▶ Task instructions
Starting with the line that contains "Dataset class: dark brown hair", set down each line through the end of the entries below, exactly and with nothing added.

▶ Exercise data
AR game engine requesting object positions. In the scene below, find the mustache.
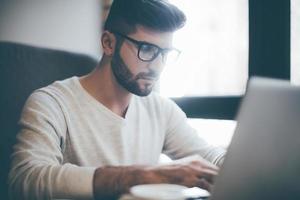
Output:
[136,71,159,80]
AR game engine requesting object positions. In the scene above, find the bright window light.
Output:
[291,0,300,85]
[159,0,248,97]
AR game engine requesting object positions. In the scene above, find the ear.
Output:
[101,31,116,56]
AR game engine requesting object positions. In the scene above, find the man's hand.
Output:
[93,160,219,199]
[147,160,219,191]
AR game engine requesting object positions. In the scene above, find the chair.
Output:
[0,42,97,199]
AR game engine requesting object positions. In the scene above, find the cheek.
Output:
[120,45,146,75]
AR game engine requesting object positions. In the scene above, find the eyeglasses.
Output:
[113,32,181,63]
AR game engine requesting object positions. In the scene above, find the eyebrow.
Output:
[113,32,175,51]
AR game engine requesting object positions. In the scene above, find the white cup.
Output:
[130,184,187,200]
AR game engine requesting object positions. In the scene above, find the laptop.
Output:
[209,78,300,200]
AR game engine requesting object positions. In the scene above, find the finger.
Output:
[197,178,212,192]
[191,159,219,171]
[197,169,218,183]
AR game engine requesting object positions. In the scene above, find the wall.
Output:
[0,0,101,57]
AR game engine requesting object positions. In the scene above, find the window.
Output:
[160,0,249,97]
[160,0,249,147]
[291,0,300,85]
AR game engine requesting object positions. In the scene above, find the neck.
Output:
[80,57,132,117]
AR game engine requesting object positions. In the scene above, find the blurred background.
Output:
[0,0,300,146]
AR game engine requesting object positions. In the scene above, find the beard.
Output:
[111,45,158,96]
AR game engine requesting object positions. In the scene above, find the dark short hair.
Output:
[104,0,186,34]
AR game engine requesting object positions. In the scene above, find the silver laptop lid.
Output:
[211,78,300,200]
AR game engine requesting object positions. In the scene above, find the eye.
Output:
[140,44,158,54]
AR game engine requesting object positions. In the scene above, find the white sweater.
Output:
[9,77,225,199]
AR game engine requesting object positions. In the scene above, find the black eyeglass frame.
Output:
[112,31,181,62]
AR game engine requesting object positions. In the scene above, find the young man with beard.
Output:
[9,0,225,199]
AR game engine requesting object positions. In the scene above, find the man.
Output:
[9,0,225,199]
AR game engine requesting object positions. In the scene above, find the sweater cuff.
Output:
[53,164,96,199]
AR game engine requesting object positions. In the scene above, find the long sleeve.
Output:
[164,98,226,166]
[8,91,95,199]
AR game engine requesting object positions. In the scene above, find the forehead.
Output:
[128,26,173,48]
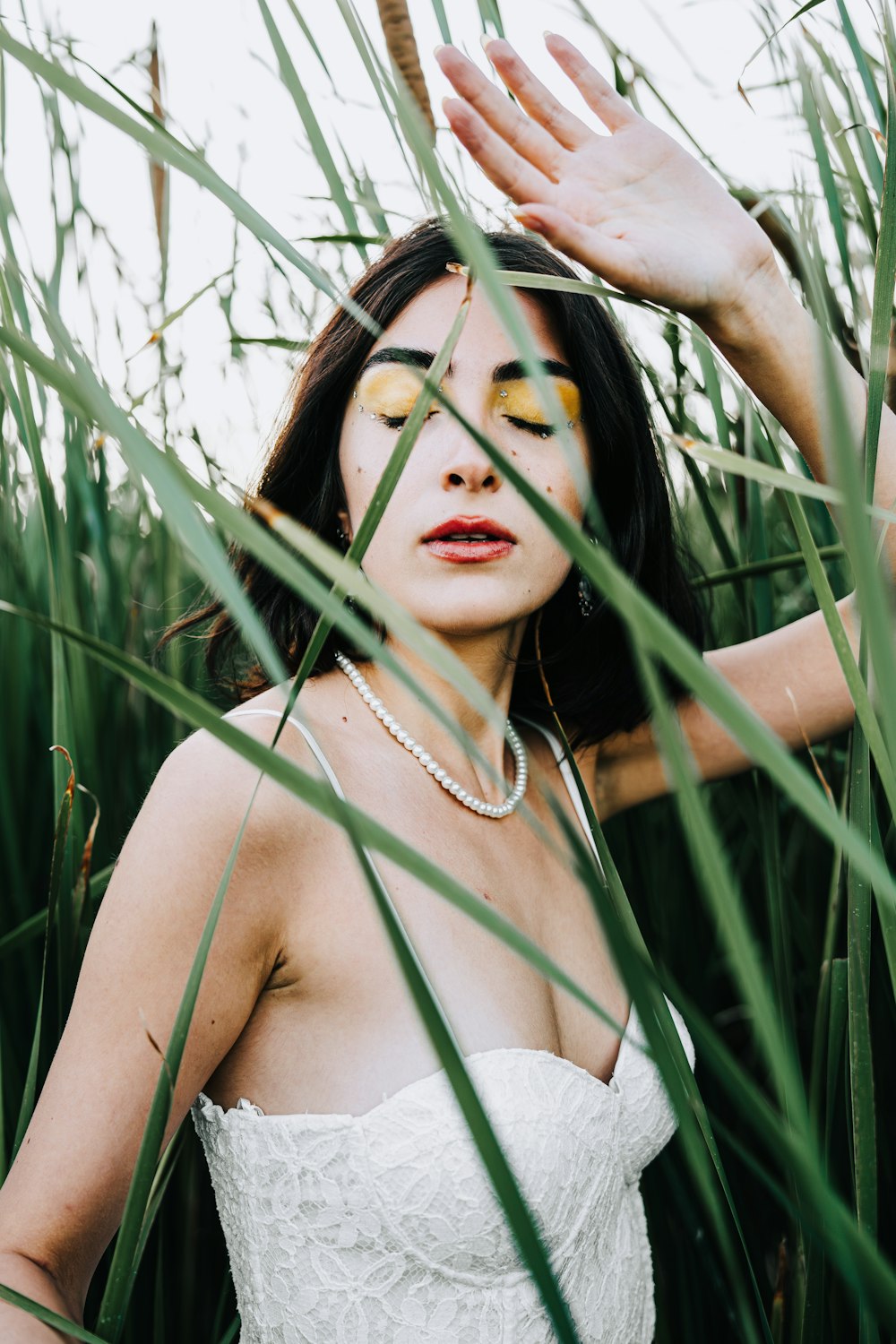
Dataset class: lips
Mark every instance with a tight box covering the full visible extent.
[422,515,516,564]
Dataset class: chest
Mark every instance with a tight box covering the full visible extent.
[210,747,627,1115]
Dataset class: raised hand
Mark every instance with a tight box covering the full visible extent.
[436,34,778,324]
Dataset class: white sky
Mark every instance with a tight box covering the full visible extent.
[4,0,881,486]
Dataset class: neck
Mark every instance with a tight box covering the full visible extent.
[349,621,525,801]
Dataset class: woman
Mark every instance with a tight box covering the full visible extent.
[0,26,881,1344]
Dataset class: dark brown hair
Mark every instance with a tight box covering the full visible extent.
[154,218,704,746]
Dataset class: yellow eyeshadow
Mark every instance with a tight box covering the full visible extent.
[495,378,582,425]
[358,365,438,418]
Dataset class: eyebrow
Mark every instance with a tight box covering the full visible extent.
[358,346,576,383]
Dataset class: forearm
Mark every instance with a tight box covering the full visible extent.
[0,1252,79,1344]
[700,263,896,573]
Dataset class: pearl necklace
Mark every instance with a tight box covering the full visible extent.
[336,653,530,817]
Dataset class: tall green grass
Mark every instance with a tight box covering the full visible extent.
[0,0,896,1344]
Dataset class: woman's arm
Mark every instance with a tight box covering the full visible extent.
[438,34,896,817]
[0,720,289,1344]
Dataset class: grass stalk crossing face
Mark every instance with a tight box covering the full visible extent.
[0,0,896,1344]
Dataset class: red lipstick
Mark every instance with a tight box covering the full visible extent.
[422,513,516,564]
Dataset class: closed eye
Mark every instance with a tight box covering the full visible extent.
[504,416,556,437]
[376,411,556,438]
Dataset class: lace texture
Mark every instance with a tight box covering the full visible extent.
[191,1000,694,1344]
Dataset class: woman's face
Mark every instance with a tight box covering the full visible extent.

▶ Exercise response
Dataset class: dark brown hair
Mark every instance with a tight box covering the full visible extent.
[154,218,704,746]
Dataset class: yellow eyeshadow
Mark every instance with a tight box covering the full visible extent.
[495,378,582,425]
[358,365,438,418]
Dataset class: eyebrow
Mark every instance with a tight box covering the full visible extent.
[358,346,576,383]
Dataset class: forearm
Mark every instance with a tight box covering the full visible extent.
[0,1252,79,1344]
[700,263,896,573]
Dataset class: pearl necklace
Mark every instance with a tight box covering the full visible extent.
[336,653,530,817]
Dataset class: tall green grass
Mark every instance with a tight box covering the full visible extent.
[0,0,896,1344]
Dataset class: woman's arm
Mark every instance with a tight box covering the full visible extent.
[438,34,896,817]
[0,720,289,1344]
Dataset class: grass stalk crossing face
Mark every instance with a tight box covering the full visible extent.
[0,0,896,1344]
Dataset class: red lipstick
Mark every instance with a tight box covering the full visible extent.
[422,513,516,564]
Dataset class: closed eye
Mark every instance with a tight box covering the full visible extent.
[504,416,556,437]
[376,411,556,438]
Dataset class: lace texture
Mark every instance with a tight box covering the full visible extent.
[191,1000,694,1344]
Dataset class: woman's face
Mark every instance with a tight box covering the full visible extent.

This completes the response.